▶ [Document excerpt]:
begin
Enrich your fluentd events with Kubernetes metadata
Ruby

README.md

fluent-plugin-kubernetes_metadata_filter, a plugin for Fluentd

Circle CI Code Climate Test Coverage

The Kubernetes metadata plugin filter enriches container log records with pod and namespace metadata.

This plugin derives basic metadata about the container that emitted a given log record using the source of the log record. Records from journald provide metadata about the container environment as named fields. Records from JSON files encode metadata about the container in the file name. The initial metadata derived from the source is used to lookup additional metadata about the container's associated pod and namespace (e.g. UUIDs, labels, annotations) when the kubernetes_url is configured. If the plugin cannot authoritatively determine the namespace of the container emitting a log record, it will use an 'orphan' namespace ID in the metadata. This behaviors supports multi-tenant systems that rely on the authenticity of the namespace for proper log isolation.
end
Repeat the part of the Kubernetes metadata filter README that opens with "fluent-plugin-kubernetes_metadata_filter, a plugin" and closes with "and namespace metadata.", swapping "Fluentd" for "Fluent Bit". Work only from the Kubernetes metadata filter README.

▶ [Information given]:
begin
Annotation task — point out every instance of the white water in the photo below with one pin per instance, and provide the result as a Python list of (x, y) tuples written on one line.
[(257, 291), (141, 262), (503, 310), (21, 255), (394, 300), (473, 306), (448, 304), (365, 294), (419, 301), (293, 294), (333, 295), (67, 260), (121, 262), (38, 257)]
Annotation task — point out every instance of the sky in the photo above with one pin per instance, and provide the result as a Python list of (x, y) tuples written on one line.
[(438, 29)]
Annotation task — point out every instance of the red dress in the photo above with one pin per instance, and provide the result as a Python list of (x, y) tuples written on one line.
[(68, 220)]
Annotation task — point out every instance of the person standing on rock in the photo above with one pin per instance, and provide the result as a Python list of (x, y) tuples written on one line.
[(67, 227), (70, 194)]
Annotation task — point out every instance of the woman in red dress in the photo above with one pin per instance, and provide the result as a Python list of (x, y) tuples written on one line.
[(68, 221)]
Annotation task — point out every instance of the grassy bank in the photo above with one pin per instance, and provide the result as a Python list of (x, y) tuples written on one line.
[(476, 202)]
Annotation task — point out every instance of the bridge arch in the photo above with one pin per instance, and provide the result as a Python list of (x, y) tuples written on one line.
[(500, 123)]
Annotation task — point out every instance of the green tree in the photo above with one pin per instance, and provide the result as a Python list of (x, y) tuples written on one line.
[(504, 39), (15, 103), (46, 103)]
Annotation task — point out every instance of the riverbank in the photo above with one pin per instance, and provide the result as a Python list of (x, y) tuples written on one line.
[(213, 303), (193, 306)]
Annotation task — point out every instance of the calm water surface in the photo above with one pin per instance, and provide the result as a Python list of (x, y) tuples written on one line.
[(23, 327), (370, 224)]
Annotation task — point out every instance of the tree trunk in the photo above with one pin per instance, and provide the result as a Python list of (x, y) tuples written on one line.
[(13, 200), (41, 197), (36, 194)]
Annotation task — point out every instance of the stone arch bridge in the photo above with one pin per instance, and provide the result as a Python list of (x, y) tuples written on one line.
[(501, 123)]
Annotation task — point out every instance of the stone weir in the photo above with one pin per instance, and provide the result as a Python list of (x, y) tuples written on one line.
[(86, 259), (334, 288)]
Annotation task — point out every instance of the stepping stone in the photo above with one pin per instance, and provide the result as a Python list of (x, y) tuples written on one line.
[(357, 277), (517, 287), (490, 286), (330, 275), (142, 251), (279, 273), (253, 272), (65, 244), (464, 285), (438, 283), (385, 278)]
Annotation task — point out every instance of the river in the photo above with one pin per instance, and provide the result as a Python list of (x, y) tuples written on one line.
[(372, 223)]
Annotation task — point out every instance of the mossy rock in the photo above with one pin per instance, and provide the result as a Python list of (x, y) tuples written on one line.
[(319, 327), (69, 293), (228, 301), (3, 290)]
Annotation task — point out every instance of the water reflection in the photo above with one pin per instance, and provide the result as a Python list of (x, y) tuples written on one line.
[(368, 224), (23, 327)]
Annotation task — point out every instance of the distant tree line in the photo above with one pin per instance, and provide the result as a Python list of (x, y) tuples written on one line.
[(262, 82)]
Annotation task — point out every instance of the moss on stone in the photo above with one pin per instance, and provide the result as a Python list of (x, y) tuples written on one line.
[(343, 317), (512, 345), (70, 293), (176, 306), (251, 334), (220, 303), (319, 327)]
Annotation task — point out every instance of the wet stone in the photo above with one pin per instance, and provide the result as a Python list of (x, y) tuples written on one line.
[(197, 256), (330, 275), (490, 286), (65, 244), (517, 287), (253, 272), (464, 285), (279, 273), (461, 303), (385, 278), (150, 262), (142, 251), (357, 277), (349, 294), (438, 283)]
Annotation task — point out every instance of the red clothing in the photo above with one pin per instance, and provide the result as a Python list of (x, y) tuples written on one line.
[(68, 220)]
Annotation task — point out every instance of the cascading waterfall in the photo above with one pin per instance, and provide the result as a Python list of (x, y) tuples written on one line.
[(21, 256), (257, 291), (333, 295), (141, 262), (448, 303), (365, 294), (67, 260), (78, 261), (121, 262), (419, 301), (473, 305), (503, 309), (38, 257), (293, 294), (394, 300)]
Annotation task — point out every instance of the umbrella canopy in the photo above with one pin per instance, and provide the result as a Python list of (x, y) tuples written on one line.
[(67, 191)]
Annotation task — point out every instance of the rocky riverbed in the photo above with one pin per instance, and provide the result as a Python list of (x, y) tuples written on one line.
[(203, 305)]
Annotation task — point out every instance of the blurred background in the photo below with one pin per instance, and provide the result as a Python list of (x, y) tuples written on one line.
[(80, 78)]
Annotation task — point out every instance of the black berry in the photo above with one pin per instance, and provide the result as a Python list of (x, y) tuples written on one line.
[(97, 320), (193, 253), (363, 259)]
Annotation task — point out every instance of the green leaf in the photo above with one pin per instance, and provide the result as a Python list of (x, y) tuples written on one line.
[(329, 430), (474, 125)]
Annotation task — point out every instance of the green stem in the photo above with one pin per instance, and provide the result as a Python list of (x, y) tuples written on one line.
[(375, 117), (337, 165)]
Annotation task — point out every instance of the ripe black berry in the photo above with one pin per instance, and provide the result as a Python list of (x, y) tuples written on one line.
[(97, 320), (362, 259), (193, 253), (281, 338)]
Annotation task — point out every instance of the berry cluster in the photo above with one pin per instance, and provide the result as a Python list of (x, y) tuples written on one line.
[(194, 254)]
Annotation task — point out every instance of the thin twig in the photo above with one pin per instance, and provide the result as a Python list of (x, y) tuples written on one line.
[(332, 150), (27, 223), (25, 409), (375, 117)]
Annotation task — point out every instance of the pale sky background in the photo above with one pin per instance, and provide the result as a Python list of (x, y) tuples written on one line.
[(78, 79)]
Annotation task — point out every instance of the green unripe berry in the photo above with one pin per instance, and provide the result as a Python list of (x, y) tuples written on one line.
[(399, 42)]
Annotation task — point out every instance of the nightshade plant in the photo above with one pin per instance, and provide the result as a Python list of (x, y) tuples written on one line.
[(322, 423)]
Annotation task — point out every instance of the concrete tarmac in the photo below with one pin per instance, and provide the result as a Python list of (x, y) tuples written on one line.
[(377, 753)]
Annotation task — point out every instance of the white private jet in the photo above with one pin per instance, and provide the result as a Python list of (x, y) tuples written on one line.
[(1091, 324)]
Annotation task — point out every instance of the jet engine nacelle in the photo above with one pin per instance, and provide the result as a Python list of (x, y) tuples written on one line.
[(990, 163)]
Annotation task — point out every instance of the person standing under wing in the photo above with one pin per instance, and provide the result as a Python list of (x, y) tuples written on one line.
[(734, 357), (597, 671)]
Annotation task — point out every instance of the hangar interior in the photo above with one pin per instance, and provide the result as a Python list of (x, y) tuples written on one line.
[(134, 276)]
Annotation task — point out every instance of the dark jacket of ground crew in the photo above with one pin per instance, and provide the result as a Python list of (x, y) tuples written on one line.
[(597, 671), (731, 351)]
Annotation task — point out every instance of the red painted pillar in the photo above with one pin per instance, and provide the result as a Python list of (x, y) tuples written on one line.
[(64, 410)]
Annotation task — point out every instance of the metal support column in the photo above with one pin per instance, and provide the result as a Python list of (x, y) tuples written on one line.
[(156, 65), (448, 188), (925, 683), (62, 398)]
end
▶ [Final result]:
fluent-plugin-kubernetes_metadata_filter, a plugin for Fluent Bit

Circle CI Code Climate Test Coverage

The Kubernetes metadata plugin filter enriches container log records with pod and namespace metadata.